Point-per-instance localization data:
·····

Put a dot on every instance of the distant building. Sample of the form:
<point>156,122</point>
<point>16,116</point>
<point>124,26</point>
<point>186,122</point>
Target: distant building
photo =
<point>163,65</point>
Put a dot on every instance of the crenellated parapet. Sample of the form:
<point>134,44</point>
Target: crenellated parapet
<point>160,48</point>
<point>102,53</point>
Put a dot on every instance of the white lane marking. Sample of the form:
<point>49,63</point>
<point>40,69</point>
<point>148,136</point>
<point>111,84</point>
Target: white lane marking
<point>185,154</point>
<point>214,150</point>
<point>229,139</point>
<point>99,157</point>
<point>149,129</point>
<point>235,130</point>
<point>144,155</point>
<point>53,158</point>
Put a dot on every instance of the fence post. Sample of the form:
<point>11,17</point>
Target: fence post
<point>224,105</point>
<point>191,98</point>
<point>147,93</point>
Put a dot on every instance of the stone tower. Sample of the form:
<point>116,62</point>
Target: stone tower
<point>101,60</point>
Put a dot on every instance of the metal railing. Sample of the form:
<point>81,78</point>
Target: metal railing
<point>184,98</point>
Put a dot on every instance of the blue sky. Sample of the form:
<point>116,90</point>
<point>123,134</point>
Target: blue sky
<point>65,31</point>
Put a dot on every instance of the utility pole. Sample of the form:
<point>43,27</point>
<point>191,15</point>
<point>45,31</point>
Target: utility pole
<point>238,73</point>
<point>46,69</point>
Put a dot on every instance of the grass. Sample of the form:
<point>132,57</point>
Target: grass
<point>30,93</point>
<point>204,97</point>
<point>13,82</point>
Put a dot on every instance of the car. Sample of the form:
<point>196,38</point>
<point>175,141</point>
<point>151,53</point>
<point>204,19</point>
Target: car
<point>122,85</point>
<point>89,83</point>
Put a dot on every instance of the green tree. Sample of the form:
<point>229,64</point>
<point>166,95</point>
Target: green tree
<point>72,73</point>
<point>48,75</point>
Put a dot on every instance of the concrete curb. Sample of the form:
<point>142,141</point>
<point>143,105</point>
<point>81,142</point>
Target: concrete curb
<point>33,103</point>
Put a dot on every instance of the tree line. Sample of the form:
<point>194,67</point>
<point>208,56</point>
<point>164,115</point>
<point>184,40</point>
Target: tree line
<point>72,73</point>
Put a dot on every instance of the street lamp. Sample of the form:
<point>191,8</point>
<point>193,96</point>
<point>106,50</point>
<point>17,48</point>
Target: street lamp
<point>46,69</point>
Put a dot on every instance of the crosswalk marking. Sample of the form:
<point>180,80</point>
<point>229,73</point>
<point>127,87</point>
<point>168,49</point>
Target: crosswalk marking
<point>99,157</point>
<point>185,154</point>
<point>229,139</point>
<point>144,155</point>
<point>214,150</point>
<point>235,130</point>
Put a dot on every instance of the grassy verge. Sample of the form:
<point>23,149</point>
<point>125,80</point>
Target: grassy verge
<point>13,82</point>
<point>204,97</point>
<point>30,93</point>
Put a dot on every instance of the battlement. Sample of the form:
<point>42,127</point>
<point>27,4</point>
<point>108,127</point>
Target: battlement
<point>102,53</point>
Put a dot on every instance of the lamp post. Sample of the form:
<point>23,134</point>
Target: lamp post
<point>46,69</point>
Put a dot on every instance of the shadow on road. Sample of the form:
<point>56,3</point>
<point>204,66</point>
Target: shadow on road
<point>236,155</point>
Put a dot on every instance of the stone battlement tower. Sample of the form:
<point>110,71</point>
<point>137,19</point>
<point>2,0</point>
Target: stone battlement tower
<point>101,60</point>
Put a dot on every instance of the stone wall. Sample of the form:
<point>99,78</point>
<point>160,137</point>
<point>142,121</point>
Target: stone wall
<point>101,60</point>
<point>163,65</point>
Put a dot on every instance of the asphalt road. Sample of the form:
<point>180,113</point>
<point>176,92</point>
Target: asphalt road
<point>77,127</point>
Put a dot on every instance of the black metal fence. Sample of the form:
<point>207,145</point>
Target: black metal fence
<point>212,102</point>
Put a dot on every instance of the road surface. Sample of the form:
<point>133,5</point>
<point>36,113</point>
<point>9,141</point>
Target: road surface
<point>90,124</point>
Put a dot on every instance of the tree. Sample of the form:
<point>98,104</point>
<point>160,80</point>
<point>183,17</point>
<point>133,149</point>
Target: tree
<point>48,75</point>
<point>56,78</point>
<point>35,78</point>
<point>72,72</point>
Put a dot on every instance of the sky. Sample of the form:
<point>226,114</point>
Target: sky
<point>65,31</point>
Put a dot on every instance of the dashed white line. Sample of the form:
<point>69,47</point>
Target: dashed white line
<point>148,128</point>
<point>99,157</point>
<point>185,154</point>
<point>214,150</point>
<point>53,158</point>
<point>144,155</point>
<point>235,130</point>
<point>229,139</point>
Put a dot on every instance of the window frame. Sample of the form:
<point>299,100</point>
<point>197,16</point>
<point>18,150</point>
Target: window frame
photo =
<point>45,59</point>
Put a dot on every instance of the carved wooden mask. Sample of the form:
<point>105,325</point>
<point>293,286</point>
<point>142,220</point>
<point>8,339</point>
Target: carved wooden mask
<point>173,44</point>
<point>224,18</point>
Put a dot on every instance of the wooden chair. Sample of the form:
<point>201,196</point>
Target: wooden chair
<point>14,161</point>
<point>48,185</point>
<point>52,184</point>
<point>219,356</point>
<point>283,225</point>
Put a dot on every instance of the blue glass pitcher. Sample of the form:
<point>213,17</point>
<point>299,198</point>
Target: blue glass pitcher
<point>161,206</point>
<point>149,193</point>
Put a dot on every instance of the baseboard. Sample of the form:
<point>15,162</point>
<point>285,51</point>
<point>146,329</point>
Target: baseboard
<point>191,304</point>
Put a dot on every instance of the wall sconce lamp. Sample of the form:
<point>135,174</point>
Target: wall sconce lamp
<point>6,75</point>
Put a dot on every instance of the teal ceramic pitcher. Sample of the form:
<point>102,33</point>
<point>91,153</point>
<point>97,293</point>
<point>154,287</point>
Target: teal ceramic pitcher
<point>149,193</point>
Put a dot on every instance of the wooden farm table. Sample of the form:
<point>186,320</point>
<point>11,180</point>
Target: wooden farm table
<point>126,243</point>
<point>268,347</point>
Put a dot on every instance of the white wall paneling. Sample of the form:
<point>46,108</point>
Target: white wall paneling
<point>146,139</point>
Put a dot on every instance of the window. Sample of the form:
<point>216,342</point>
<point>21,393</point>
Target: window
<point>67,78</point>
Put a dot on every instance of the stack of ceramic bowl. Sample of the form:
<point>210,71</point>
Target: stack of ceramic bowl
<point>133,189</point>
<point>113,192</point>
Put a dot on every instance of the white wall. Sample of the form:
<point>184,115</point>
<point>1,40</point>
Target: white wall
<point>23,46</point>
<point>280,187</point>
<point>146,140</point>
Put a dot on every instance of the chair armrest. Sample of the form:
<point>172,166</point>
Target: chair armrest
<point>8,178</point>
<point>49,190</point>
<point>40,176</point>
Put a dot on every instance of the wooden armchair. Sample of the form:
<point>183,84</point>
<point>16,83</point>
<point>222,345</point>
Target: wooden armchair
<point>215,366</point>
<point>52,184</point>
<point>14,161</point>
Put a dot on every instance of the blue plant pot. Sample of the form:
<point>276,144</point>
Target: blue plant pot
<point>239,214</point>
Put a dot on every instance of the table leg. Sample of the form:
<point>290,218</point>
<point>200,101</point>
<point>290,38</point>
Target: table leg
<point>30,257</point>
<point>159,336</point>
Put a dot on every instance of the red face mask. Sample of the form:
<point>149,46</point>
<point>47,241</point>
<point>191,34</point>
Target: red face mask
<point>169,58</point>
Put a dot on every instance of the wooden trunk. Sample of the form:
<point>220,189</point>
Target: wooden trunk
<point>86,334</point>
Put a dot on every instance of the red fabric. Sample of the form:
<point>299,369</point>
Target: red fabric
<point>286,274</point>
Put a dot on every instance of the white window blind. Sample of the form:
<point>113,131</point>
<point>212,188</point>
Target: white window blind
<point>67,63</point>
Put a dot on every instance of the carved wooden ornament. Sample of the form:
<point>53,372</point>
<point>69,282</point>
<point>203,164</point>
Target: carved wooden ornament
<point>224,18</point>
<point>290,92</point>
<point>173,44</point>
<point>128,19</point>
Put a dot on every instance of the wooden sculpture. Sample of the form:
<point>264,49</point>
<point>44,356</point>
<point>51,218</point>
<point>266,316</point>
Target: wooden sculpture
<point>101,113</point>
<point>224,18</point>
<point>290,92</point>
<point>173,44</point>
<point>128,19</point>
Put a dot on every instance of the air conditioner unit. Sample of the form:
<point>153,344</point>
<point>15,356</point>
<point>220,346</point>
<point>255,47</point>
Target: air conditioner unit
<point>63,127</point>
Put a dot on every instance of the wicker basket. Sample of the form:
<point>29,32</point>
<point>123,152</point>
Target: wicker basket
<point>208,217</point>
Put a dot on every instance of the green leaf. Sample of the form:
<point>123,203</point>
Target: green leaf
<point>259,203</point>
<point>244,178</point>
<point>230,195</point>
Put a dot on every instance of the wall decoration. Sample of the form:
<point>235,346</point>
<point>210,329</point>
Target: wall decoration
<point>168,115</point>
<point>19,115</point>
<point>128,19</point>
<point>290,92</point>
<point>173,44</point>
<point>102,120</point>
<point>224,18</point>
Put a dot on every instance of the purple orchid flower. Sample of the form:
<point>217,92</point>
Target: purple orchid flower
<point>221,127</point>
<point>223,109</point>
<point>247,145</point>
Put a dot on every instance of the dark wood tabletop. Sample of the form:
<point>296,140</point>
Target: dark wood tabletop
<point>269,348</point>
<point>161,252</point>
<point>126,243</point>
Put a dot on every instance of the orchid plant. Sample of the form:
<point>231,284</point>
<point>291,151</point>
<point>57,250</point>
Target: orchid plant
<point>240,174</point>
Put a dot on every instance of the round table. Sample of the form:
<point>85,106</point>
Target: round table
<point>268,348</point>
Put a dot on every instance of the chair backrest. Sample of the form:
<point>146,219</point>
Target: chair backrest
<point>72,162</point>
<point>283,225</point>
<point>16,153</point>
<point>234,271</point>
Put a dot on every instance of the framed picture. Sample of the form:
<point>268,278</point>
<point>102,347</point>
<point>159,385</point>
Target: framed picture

·····

[What the exercise asks]: In the entries above, which lines hold the word "picture"? Copy them out.

[Written solution]:
Put a dot on every instance of the framed picture. Sample of the form:
Target: framed picture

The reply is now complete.